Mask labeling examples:
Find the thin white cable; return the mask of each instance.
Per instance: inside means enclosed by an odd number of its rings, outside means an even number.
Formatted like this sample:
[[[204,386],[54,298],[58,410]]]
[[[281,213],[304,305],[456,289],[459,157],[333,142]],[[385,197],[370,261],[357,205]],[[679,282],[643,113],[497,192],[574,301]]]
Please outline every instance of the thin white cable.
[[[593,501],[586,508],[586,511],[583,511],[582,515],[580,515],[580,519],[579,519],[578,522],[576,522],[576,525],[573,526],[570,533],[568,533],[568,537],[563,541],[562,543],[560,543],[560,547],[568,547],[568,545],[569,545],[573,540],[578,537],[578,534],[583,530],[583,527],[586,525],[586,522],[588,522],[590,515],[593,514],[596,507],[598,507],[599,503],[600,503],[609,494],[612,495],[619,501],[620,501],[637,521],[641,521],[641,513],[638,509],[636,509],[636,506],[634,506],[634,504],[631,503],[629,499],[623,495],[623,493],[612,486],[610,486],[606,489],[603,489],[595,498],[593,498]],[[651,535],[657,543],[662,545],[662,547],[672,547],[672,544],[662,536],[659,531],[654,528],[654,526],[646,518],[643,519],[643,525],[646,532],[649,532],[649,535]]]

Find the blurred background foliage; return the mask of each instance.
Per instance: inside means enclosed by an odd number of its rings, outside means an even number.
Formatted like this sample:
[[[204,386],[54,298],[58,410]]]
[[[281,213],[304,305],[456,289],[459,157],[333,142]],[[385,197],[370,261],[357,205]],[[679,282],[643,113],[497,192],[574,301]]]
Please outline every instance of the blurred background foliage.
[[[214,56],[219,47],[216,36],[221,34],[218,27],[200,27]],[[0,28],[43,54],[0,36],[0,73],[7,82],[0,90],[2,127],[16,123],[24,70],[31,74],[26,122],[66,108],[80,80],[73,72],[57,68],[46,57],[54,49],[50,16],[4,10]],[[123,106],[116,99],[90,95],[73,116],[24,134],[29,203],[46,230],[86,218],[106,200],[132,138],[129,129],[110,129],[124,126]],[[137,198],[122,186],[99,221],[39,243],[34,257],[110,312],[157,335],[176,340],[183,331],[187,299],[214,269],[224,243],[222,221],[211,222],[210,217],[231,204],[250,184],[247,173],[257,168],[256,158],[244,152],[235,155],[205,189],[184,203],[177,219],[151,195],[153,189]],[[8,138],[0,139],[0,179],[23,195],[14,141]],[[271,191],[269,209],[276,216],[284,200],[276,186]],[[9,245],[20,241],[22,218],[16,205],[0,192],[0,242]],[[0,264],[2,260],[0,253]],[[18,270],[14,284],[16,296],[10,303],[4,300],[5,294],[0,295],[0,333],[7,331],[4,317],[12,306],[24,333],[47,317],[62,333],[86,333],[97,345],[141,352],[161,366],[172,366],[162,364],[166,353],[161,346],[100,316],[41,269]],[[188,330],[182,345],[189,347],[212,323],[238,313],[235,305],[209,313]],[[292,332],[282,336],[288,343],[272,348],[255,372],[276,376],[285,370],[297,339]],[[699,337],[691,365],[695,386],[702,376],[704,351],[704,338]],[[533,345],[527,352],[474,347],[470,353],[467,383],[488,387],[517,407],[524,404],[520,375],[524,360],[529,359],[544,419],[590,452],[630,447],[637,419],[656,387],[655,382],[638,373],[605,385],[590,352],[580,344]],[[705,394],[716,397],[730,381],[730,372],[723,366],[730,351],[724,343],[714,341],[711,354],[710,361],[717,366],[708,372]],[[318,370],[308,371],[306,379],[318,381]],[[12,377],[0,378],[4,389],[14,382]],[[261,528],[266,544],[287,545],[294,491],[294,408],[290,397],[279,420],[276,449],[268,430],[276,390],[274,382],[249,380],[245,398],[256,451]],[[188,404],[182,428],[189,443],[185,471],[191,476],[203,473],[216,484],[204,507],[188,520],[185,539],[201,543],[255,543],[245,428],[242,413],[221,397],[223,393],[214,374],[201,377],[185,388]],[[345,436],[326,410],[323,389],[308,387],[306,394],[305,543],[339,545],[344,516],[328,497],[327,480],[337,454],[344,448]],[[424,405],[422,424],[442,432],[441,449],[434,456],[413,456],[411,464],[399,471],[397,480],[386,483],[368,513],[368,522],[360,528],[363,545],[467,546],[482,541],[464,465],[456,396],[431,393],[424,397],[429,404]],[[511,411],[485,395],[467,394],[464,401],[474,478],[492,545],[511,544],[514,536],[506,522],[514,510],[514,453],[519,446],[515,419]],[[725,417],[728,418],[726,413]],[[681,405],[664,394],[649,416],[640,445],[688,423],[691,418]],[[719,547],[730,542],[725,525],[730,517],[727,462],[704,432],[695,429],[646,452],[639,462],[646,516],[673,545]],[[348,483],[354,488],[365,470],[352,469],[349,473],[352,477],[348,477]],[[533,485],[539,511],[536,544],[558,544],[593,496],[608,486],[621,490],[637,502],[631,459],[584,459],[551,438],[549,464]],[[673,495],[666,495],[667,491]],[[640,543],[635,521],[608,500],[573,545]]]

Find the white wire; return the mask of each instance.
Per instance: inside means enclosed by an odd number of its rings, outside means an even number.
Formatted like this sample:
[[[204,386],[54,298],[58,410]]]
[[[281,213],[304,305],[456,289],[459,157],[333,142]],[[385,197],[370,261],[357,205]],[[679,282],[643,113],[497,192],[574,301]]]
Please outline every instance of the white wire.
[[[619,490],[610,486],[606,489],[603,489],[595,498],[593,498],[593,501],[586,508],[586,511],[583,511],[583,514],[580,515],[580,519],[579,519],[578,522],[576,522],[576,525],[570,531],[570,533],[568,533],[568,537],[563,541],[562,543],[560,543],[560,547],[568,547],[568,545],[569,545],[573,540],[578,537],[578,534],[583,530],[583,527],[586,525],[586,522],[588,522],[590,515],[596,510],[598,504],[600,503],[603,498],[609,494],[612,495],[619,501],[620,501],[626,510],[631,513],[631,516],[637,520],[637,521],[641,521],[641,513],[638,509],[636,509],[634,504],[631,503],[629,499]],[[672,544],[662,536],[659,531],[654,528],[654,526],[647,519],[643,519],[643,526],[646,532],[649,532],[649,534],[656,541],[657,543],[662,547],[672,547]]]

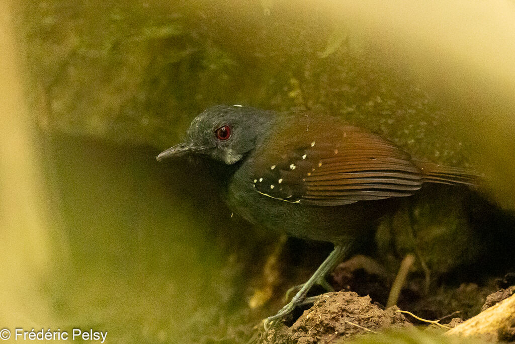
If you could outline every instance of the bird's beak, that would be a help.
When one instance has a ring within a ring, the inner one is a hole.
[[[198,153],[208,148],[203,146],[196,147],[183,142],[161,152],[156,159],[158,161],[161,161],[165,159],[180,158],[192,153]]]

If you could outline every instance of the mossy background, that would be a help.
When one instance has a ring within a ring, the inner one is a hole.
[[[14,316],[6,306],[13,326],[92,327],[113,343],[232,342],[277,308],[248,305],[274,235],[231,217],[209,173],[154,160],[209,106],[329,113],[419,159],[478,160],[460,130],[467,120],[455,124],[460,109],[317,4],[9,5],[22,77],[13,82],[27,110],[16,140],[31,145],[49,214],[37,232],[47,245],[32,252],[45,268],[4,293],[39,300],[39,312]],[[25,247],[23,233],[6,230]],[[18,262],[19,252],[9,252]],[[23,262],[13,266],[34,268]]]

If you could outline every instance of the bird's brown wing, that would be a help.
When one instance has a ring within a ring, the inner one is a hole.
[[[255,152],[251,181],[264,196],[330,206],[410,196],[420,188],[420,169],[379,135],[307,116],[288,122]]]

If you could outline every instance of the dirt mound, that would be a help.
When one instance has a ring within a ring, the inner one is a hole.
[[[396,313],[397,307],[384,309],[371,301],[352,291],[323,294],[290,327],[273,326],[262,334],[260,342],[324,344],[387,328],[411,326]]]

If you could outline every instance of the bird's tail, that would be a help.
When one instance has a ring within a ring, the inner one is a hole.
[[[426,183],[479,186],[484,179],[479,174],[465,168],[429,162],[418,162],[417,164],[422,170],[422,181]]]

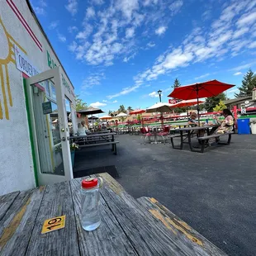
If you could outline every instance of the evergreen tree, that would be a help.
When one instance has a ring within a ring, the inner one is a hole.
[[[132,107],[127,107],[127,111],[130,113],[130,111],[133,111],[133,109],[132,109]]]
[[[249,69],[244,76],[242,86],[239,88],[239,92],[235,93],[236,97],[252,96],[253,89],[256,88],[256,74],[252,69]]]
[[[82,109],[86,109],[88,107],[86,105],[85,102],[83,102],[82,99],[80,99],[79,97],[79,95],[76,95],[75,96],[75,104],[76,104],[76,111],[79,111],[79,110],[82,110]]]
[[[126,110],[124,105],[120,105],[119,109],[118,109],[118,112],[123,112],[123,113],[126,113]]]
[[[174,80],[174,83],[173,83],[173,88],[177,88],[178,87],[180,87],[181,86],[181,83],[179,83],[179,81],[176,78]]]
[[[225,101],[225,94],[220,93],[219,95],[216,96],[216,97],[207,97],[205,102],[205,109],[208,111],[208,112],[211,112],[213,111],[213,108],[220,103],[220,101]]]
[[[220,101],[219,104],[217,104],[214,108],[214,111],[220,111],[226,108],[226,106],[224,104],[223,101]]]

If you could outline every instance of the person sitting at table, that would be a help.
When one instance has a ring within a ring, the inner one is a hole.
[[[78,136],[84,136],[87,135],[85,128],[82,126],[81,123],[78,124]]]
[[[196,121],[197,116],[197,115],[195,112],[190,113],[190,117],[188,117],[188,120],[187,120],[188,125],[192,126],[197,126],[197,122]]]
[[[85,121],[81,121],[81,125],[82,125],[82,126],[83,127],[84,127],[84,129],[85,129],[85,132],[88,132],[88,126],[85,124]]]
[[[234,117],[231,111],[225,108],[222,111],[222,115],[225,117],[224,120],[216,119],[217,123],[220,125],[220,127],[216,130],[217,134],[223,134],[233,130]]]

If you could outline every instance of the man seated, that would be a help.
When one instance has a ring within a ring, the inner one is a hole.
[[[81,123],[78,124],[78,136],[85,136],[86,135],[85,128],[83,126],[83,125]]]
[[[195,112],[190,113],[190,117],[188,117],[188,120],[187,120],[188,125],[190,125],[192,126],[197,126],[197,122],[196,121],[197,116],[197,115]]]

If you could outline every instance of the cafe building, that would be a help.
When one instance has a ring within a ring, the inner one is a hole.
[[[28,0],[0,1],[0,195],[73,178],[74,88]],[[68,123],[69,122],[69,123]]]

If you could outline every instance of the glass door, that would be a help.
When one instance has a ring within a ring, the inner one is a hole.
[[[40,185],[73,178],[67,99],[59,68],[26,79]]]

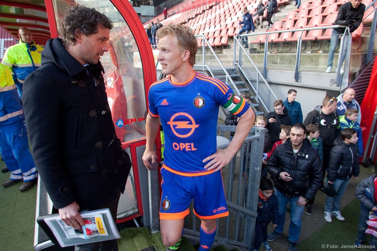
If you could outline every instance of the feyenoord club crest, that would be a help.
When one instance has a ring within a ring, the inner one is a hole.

REQUEST: Duplicate everything from the line containing "If you could outline every instance of the feyenoord" down to the last of the lines above, both ends included.

SOLUTION TO THIS TASK:
If you could outline every instance of the feyenoord club crest, that would be a help.
When one instance has a ring within a ring, the inner one is a hole.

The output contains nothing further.